**What is required:** Write out exactly, please, the lines from the one containing "Target: stone archway" to the end of the material.

:::

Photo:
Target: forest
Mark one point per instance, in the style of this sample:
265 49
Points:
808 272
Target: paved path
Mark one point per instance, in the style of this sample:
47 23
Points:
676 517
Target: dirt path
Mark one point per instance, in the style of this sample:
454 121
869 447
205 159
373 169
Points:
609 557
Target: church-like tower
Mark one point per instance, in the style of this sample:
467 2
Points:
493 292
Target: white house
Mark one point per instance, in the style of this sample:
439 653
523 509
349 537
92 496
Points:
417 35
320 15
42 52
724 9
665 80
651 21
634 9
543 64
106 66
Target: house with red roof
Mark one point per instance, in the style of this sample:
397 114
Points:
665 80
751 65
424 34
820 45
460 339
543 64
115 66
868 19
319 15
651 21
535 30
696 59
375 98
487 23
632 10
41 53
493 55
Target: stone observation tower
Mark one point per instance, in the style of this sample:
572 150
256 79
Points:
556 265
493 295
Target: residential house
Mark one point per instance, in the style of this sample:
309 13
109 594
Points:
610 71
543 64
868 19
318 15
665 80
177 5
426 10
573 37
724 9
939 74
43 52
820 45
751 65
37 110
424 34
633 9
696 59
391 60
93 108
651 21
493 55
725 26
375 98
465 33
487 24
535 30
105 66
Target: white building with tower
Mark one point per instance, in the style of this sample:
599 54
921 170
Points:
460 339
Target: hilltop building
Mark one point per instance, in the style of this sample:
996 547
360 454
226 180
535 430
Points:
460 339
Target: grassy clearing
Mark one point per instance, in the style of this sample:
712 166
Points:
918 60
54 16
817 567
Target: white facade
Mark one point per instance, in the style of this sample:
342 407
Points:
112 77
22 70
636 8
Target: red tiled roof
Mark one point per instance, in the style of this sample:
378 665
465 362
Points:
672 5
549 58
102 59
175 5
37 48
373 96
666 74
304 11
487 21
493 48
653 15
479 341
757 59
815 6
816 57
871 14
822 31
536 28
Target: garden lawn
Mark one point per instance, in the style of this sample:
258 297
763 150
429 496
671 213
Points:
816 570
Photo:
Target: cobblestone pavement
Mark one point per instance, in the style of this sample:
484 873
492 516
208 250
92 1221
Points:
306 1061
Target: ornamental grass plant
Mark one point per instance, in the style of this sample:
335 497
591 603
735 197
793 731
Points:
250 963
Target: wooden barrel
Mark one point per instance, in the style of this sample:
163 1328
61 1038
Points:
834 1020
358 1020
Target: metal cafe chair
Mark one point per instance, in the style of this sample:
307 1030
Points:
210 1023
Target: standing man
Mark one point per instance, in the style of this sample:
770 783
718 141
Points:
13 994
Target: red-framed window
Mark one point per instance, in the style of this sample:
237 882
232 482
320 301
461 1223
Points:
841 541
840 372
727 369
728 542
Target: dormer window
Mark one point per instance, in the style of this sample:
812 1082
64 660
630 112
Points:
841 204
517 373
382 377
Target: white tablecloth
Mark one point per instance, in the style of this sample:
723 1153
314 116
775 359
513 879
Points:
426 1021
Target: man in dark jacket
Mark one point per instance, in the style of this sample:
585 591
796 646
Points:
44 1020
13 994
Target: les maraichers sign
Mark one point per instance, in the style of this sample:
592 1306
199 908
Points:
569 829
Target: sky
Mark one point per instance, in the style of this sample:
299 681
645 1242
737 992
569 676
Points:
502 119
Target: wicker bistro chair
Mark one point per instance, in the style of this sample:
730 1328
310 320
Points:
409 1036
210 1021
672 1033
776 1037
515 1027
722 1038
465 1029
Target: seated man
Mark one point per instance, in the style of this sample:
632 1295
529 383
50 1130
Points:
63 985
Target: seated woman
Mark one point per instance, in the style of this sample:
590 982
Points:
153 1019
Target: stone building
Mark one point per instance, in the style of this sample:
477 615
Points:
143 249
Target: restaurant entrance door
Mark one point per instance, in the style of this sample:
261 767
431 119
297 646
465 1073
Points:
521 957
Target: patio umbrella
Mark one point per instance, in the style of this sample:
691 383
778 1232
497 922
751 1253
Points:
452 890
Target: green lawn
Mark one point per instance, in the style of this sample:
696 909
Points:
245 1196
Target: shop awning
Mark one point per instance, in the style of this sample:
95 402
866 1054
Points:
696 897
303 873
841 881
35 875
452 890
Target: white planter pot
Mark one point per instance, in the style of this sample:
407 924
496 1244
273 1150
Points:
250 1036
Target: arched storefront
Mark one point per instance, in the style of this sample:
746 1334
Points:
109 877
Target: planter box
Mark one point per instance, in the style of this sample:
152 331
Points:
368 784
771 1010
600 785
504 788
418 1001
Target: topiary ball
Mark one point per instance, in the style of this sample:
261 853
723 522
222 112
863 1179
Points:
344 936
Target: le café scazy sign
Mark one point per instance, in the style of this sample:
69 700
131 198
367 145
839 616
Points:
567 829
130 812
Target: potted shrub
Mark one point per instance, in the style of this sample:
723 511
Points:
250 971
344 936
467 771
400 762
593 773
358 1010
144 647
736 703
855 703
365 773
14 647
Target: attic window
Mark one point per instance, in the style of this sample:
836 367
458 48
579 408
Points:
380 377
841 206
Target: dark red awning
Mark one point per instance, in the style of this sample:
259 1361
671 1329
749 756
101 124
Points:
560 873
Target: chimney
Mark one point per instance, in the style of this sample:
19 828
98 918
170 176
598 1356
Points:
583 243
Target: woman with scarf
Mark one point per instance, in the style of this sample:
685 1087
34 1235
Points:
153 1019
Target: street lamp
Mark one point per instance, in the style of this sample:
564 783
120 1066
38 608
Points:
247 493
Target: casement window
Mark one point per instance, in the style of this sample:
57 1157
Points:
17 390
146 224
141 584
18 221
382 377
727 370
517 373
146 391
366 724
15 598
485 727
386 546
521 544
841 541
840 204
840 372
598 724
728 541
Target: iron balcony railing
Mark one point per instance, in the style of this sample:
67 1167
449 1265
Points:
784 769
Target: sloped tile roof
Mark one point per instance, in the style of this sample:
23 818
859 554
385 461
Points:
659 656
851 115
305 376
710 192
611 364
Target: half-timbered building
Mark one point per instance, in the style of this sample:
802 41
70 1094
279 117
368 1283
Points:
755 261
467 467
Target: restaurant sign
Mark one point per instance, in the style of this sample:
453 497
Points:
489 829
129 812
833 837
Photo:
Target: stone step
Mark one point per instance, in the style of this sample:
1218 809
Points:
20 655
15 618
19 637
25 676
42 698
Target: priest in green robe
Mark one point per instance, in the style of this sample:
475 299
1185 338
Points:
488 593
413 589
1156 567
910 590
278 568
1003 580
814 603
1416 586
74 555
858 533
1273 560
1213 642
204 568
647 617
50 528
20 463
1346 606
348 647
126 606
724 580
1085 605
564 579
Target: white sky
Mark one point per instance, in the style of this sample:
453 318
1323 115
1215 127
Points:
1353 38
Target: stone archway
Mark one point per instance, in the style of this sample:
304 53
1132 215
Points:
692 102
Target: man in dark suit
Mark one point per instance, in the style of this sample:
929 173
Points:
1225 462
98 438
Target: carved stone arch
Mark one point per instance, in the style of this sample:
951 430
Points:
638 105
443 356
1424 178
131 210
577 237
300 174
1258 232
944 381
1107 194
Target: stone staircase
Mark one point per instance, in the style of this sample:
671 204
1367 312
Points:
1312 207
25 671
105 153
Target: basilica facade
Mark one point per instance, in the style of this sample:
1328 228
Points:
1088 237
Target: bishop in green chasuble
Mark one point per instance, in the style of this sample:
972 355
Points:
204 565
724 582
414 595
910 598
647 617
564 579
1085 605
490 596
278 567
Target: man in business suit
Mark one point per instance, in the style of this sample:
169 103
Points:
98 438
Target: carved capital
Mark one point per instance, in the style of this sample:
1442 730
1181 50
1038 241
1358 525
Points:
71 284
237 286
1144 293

:::

**Answer in full:**
Target: stone archway
Mark one point per instance, in the style of this sample:
304 53
1132 215
Points:
692 102
Target: man in dark suit
Mark one point per instance, in the style of this sample:
929 173
Points:
1225 462
98 438
Target: carved stone arch
Mark one point per instance, in the style of this sample:
951 430
Points:
638 105
443 356
1424 178
131 210
577 237
300 174
1258 232
944 381
1107 194
Target: stone staircase
Mark one point per instance, in the style of this sample:
671 204
1367 312
Points:
1312 207
25 671
105 153
Target: basilica facade
Mark one point per instance, in the style of this sample:
1328 228
Points:
1088 237
Target: bishop in green chasuble
Mark one point per instance, in the style of this sample:
972 355
Points:
204 565
724 582
414 595
910 598
647 617
564 579
1085 605
490 596
278 567
Target: man in business suit
Mark one point per instance, in the style of this sample:
169 103
Points:
98 438
Target: carved capital
Mark one point per instance, in the style of this sample:
1442 730
1181 50
1038 241
1358 525
Points:
71 284
237 286
1144 293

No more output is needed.